**Excerpted records**
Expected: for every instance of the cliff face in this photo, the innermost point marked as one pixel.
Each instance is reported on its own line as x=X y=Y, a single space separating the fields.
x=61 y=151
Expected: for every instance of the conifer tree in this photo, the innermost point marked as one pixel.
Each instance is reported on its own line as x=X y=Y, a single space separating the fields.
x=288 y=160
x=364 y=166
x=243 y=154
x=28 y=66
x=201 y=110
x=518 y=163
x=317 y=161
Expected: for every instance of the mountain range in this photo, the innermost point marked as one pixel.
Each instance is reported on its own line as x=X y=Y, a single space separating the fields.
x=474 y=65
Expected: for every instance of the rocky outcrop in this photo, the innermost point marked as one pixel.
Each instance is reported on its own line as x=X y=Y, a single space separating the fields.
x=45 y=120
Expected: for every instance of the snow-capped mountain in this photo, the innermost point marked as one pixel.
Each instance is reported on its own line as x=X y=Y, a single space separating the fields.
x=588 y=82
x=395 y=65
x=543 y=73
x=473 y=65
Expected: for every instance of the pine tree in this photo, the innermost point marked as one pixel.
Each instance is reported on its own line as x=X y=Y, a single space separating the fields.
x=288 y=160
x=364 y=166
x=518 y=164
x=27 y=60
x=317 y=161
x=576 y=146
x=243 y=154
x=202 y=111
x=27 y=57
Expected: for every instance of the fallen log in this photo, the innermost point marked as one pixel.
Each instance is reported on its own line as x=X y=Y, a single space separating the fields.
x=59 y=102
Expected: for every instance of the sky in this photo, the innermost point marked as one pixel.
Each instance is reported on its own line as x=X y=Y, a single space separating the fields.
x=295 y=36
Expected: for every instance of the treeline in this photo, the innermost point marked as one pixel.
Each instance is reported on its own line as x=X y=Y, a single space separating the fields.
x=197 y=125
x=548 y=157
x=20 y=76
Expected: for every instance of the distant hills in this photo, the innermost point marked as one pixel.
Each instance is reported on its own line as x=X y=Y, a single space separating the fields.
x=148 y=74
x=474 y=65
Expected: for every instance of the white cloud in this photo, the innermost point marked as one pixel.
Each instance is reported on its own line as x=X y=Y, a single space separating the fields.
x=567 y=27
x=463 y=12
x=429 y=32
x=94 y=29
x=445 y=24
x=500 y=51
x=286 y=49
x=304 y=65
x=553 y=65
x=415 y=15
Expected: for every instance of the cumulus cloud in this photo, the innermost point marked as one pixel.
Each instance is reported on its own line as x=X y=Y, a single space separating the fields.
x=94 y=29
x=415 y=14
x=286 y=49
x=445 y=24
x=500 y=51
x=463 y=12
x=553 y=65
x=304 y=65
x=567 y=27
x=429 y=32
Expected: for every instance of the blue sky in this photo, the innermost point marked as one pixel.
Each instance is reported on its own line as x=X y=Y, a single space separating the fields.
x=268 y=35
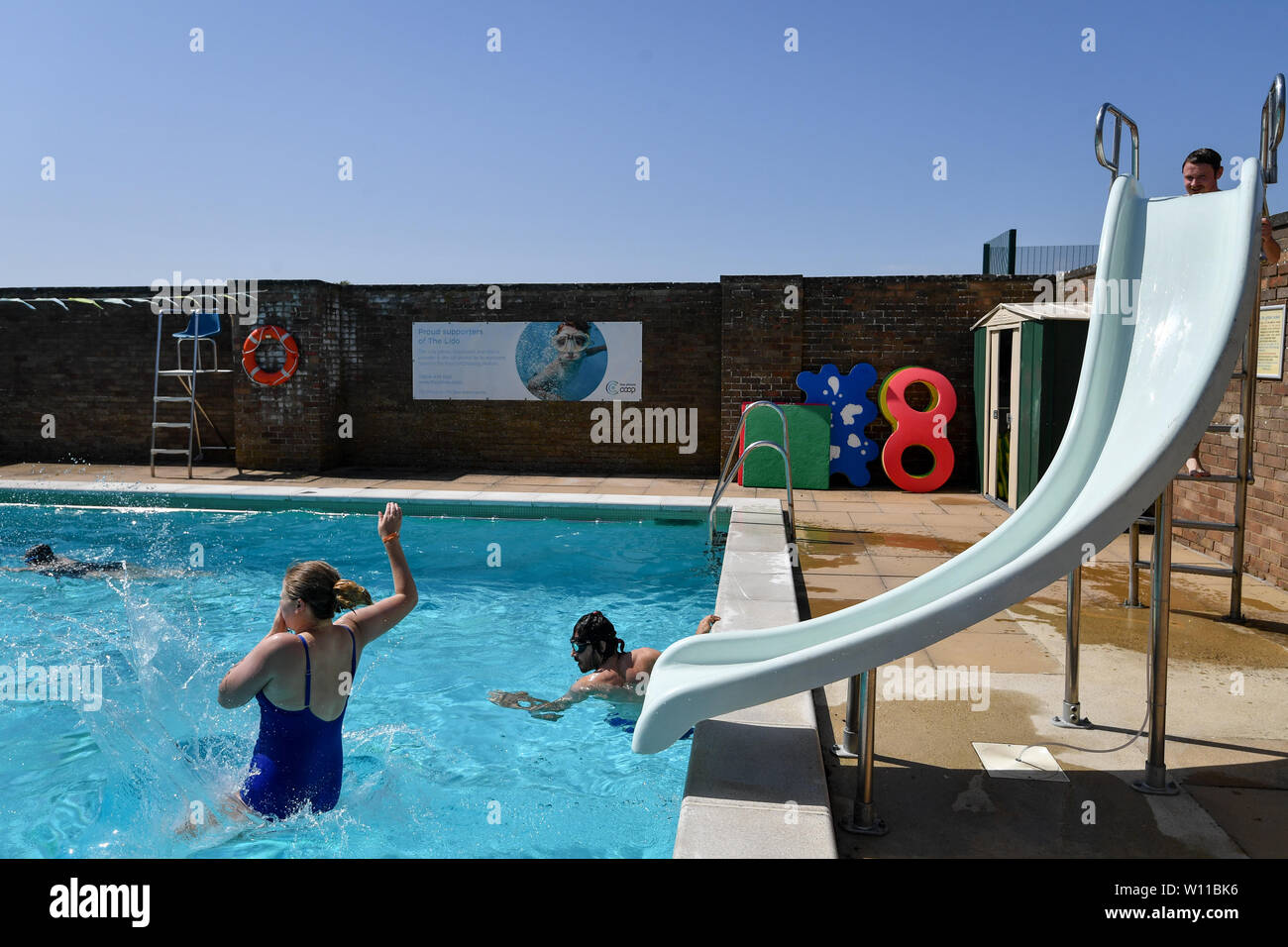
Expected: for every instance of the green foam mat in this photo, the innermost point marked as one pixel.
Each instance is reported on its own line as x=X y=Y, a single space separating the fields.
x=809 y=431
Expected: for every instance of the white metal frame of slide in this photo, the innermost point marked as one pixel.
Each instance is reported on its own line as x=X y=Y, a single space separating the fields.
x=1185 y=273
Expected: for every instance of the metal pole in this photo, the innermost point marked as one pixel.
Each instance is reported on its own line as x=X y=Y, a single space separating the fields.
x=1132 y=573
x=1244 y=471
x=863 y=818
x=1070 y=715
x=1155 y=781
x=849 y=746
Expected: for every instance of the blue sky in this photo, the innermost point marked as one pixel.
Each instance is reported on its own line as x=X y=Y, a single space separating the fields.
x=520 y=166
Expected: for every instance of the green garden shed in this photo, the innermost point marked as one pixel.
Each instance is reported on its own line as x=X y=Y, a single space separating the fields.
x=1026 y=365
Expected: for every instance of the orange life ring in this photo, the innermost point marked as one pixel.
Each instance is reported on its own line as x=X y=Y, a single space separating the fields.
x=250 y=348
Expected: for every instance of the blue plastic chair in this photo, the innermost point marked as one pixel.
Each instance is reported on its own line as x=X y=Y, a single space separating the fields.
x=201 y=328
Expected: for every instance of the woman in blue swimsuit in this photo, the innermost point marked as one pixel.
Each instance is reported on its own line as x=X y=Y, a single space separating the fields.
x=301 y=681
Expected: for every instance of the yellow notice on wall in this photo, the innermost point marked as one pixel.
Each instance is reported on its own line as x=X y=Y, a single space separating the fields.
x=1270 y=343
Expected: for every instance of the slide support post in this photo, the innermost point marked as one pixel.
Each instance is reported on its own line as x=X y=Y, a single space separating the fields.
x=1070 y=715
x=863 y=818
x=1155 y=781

* * *

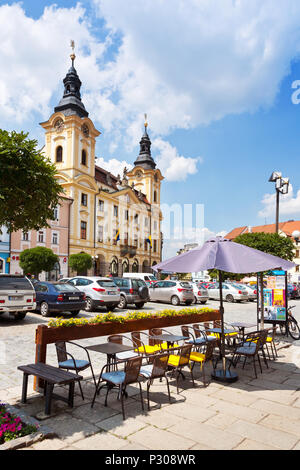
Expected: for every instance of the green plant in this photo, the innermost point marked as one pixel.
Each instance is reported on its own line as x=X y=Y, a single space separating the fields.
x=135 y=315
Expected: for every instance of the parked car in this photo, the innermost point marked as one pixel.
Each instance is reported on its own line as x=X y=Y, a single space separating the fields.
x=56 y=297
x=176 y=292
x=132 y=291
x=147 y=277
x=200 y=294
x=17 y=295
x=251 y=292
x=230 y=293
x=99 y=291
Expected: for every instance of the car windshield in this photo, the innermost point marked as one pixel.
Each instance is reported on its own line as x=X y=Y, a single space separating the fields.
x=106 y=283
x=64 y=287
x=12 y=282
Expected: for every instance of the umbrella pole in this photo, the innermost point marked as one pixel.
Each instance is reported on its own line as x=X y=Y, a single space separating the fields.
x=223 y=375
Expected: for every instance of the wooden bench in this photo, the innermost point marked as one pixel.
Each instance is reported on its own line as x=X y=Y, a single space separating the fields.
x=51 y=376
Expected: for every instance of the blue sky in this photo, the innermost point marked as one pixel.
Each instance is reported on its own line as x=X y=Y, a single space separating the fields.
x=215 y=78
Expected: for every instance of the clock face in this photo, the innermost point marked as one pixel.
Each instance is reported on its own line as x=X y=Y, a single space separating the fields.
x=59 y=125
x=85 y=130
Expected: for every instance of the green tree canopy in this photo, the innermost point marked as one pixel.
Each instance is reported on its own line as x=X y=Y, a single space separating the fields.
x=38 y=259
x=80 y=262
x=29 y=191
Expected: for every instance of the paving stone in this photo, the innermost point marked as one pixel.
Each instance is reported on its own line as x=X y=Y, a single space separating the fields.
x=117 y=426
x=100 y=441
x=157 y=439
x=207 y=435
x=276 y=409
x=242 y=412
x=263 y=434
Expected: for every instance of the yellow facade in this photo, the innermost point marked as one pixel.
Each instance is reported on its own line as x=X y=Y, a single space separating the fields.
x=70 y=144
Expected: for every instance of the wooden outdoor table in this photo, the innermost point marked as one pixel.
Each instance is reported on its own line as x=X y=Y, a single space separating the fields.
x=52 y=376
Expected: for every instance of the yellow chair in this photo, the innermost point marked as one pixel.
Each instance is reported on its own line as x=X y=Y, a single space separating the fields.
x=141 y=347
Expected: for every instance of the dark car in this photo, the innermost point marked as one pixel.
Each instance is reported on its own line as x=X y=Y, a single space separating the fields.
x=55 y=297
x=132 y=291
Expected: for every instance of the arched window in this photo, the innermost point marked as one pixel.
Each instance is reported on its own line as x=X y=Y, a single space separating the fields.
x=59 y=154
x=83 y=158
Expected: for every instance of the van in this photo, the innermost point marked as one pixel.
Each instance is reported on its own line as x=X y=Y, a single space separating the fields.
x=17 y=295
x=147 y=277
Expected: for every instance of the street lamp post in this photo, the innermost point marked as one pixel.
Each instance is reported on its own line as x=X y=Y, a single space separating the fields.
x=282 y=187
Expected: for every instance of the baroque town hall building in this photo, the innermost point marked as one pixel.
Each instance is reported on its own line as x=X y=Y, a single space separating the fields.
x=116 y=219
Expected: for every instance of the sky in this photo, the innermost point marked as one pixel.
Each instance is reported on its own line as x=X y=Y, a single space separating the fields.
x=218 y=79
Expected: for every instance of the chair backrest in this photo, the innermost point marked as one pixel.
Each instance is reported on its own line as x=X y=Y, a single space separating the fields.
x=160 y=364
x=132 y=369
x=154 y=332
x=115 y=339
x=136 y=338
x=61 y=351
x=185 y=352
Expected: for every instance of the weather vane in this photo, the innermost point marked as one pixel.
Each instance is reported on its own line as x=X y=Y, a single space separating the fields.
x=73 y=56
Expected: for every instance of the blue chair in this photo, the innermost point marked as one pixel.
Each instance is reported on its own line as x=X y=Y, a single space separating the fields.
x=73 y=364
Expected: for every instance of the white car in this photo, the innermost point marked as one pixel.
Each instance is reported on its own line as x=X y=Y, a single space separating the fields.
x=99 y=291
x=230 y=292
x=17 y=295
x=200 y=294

**Your objective**
Copy the records word for word, from the line with "Expected: for every instance of the white metal" up to and including the line with "x=1185 y=273".

**Exercise answer**
Expected: for every instance of the white metal frame of slide in this photo, the innermost point marked as one pixel.
Each instance is reported on its own line as x=X y=Y, a single space separating the fields.
x=1185 y=273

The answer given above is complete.